Task prompt:
Reproduce the following data verbatim, keeping every line unchanged and in its original order.

(Pointing data)
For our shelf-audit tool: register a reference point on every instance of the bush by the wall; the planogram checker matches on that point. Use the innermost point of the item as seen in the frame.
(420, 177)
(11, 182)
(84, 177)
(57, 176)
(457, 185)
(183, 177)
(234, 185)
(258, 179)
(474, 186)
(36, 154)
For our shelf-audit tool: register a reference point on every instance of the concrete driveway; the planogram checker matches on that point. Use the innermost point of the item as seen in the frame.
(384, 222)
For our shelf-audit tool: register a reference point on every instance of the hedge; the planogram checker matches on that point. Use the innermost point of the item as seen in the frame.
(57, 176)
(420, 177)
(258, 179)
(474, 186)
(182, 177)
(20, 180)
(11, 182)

Complete answer:
For our shelf-audit tool: register a reference point on every instance of the bush by the wall; the planogram checker matches on that point. Use the innermost point of the item as seen in the frame.
(420, 177)
(11, 182)
(84, 177)
(57, 176)
(457, 185)
(183, 177)
(234, 185)
(258, 179)
(474, 186)
(36, 154)
For our shelf-audit tool: register a reference point on every instance of the concrete driveway; the planogram checker matches on that point. Use the innermost point of the item as seen in the frame.
(384, 222)
For our shelf-audit tool: register a reference point on every instance of the hedge; the planogram checker matches on that point. Use the innermost point of the item as seen in the frame.
(57, 176)
(420, 177)
(258, 179)
(474, 186)
(182, 177)
(20, 180)
(11, 182)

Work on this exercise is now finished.